→ Source excerpt
= = = = =

OH Sure, just when a new guy comes on ( moi ) and might learn something, everybody bails out !!
Good Luck !!
Oh, keep a tube 'o glue around to sniff sometimes just for old time's sake.


----------



## Dr. Brad (Oct 5, 1999)

You can still drop in from time to time....


----------



## Lloyd Collins (Sep 25, 2004)

It is sad, but life is not over. We have fun here besides talking about and showing models. So, drop by from time to time to chat! :thumbsup:


----------



## ChrisW (Jan 1, 1970)

Hey FF - _Most_ of us around here don't have anything substantial to contribute, but that hasn't stopped us!
Seriously, Do what you must - but there'll always be a seat open for you around here...kinda like "Cheers" without the booze.


----------



## bert model maker (Feb 19, 2002)

flyingfrets said:


> I figured this would be the most appropriate forum to post this in since Polar Lights is where it all started (for me anyway).
> 
> Life is full of many strange twists and turns and so for the second time in my life, I will be leaving model building behind.
> 
> ...


 Don E mail me !!!!!!!!!!!!!!!!1
Bert


----------



## bert model maker (Feb 19, 2002)

what ever happened to henry ?


----------



## AFILMDUDE (Nov 27, 2000)

We'll miss you Frets.


----------



## fluke (Feb 27, 2001)

NOOOOO!!!!!!!!!!!!  

Dude! You made my 1/35 SPINDRIFT POSSIBLE! Say it aint so!

I dig what your laying down though....Things do change.... Just today I was thinken....If I wasn't married....would I be buying kits or spending all my cash at HOOTERS!? and 24 HR fitness......hmmmmmmm

Take care bro!


----------



## MonsterModelMan (Dec 20, 2000)

Hey FF,

Thanks for the J2 crew! You still have plenty to offer to this place!
Maybe it is just time for a sabatical?

We will keep a seat on the couch open for your return...

Good Luck!

MMM


----------



## lonfan (Feb 11, 2001)

Sorry to hear this Frets- Hey NOT to Capitalize on your Leaving BUT... Got any Figure Kits you're thinkin' about Partin' with? Might as well leave the Hobby with some $$ right? lol E-mail me If you'd Like
[email protected]
JOHN/LONFAN


----------



## John P (Sep 1, 1999)

Dude, no reason to leave just 'cause you don't build models! Stick around for the coffee and donuts.


----------



## Zorro (Jun 22, 1999)

Hell. Last time I actually _built_ a kit, gasoline was going for $1.50 a gallon. That don't keep me from coming on here and acting like I know what I'm talking about. Stick around! There's lots of cool stuff to discuss besides strictly models.


----------



## yamahog (Nov 19, 1998)

I take pride in knowing that I have never contributed anything of merit to this place, yet it don't keep me from seein' if there are any leftover donuts.


----------



## Otto69 (Jan 2, 2004)

Why 'quit'? Why not just take a break of an arbitrary length?


----------



## lonfan (Feb 11, 2001)

I like what Otto Said!!!! And EVERYBODY really!! Keep your Kits you MIGHT just find they'll Come In Handy for ya' down the Road

JOHN/LONFAN


----------



## fjimi (Sep 29, 2004)

Hey FFrets you can come over and build my monster stash, play my Joe Perry, Yngwie, Vai, Atkins guitars anyday man. Period

And "Have A Cigar" me friend!


----------



## Seaview (Feb 18, 2004)

Frets,
Just pop your head in from time to time, like I do! Who knows? Maybe somebody'll say something REALLY stupid and you'll get enthused all over again!

= = = = =

→ Dataset entries
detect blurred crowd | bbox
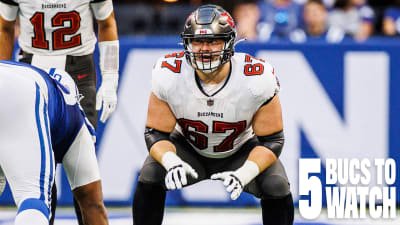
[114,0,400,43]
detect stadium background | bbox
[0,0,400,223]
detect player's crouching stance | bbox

= = = = =

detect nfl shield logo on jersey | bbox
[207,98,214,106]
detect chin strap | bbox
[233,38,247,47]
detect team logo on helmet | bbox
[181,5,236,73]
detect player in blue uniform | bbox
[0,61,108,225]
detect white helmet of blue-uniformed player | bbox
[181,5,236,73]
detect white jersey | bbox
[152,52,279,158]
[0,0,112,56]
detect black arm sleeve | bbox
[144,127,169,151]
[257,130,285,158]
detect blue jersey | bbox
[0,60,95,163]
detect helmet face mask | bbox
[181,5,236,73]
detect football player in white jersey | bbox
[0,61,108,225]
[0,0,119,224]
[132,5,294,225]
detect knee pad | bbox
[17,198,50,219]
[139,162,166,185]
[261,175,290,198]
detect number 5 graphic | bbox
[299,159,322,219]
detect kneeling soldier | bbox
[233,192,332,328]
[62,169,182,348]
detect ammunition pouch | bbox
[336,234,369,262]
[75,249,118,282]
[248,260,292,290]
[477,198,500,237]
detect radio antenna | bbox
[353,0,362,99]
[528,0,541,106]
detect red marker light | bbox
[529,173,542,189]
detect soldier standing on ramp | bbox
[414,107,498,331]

= = = = =

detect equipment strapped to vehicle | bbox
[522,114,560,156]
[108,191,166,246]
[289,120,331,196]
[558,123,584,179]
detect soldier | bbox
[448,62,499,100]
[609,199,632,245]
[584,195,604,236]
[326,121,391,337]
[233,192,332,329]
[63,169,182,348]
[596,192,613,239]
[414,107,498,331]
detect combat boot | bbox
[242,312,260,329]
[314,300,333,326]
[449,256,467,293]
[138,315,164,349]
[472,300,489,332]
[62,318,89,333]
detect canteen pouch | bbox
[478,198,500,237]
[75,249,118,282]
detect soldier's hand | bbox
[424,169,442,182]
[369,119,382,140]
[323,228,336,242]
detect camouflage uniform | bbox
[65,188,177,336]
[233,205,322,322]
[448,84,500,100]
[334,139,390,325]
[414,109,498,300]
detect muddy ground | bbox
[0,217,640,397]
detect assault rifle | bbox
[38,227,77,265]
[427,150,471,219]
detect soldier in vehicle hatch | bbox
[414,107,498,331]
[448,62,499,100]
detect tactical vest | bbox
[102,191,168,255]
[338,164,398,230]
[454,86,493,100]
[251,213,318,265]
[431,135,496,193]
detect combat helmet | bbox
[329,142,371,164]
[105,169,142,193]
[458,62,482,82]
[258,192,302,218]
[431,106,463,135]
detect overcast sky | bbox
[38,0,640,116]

= = = = =

→ Written problem A
In the model-building forum thread, what price does Zorro give for gasoline the last time he actually built a kit?
→ Written problem B
Return everything in the model-building forum thread from "Sorry to hear" down to "coffee and donuts.".
→ Written problem C
Resume the model-building forum thread from the point where it stops.

→ Exercise answer A
$1.50 a gallon.

→ Exercise answer B
Sorry to hear this Frets- Hey NOT to Capitalize on your Leaving BUT... Got any Figure Kits you're thinkin' about Partin' with? Might as well leave the Hobby with some $$ right? lol E-mail me If you'd Like
[email protected]
JOHN/LONFAN


----------



## John P (Sep 1, 1999)

Dude, no reason to leave just 'cause you don't build models! Stick around for the coffee and donuts.

→ Exercise answer C
Best regards,
Seaview


----------



## xr4sam (Dec 9, 1999)

yamahog said:


> I take pride in knowing that I have never contributed anything of merit to this place, yet it don't keep me from seein' if there are any leftover donuts.


 You mean YOU were the one eating the donuts!?!? All this time I've been blaming Fluke and John P! 

Hawg, you are one slick operator!

Frets, don't go! Stay here and never grow up, just like the rest of us!


----------



## John P (Sep 1, 1999)

I only eat the jelly donuts.


----------



## Da Queen (Mar 11, 2005)

Frets...Your Queen returns from the Land of the Windy City and finds this disturbing news! Methinks you have more to offer this band of misfits and slightly tarnished knights than you percieve. It is not so much how much one produces here...these trinkets made of styrene or resin...but what one contributes from the heart. This very Queen has but one kit herself in the works(sadly, for 16 changes of season now) and only has finished one, yeah, the Wolfman of Backward Arms and Docker pants (dost thou know of him?), yet your Queen finds here a banter and friendship found no where else in all the land. We bid you stay, but if you must go on a journey know that the royal court always holds favor for you and your place at the oval table will be waiting. We ask that you only remember two things of great importance...fresh brownies are on Monday and wherever you go...put the seat down.  

Hugs!
Lisa


----------



## iamweasel (Aug 14, 2000)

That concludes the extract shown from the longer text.